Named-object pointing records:
####################

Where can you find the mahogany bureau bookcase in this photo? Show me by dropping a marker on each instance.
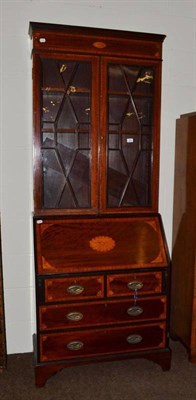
(101, 259)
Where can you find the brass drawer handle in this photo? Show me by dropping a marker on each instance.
(74, 316)
(135, 285)
(75, 289)
(134, 339)
(135, 311)
(75, 345)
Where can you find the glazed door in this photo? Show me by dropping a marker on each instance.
(66, 133)
(130, 136)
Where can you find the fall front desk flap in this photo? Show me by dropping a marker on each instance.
(70, 245)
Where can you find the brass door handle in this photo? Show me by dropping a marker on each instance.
(134, 339)
(135, 311)
(75, 289)
(135, 285)
(75, 345)
(74, 316)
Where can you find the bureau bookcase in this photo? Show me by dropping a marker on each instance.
(101, 260)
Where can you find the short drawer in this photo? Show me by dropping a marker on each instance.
(101, 313)
(73, 288)
(126, 284)
(70, 345)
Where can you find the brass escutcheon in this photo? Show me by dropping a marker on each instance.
(75, 289)
(74, 316)
(75, 345)
(134, 339)
(135, 311)
(135, 285)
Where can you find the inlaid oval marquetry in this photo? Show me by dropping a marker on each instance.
(102, 243)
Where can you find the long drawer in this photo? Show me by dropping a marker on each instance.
(62, 289)
(75, 344)
(96, 313)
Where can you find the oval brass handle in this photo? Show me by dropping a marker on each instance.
(135, 285)
(75, 345)
(134, 339)
(75, 289)
(135, 311)
(74, 316)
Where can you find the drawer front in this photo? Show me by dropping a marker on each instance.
(144, 283)
(101, 341)
(93, 314)
(75, 288)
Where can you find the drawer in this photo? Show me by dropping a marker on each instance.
(94, 314)
(126, 284)
(70, 345)
(75, 288)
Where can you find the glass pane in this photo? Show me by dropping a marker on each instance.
(66, 133)
(130, 128)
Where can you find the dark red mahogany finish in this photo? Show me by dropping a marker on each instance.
(102, 264)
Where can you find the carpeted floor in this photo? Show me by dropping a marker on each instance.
(119, 380)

####################

» **SET PROBLEM**:
Each line from the one containing "Where can you find the brass drawer" to the end of the records should be echoed exactly, and no other line.

» **COMPLETE RESPONSE**:
Where can you find the brass drawer handle in this photo? Show me by dropping a marker on each instance.
(74, 316)
(135, 285)
(75, 289)
(134, 339)
(135, 311)
(75, 345)
Where can you find the glazed door in this photo? Show me by dropping a marker on each instance.
(66, 133)
(130, 136)
Where can you find the fall front desk flap in this photo? Show me by dropping a marker on each instance.
(70, 245)
Where can you find the brass door handle in this photo? Show me by dropping a marker on each instance.
(134, 339)
(135, 311)
(75, 289)
(135, 285)
(75, 345)
(74, 316)
Where can you find the bureau bookcase in this photo? Show me by dropping a marker on each instance.
(101, 260)
Where can you find the short drawer in this photo? Show me by dropping a marker on each instance.
(101, 313)
(73, 288)
(126, 284)
(70, 345)
Where can you find the brass escutcheon in this photo? Show me by dropping a marker on each instance.
(75, 289)
(74, 316)
(75, 345)
(134, 339)
(135, 311)
(135, 285)
Where can you find the inlaid oval marquetry in this photo? Show me by dropping a marker on each instance.
(102, 243)
Where can you find the long drawer in this photo? Show me by dropping a marker on each instance.
(62, 289)
(75, 344)
(96, 313)
Where can you find the oval brass handle in this photo? Show me by dropping a marker on each instance.
(135, 285)
(75, 345)
(134, 339)
(75, 289)
(135, 311)
(74, 316)
Where can you find the drawer front in this photo? Show me by dropping a marker on each instance.
(144, 283)
(101, 341)
(93, 314)
(75, 288)
Where can you find the drawer in this photo? Show me by dropping a marker on each instance.
(94, 314)
(126, 284)
(70, 345)
(75, 288)
Where can you find the glass pane in this photo? Show me by dropping a marker on each instance.
(66, 133)
(130, 128)
Where can you find the dark red mahogany finish in this photo? Show me by dropping a marker on each instance.
(102, 264)
Where can you find the carpeted floor in this photo? Show me by dropping a marker on each instance.
(119, 380)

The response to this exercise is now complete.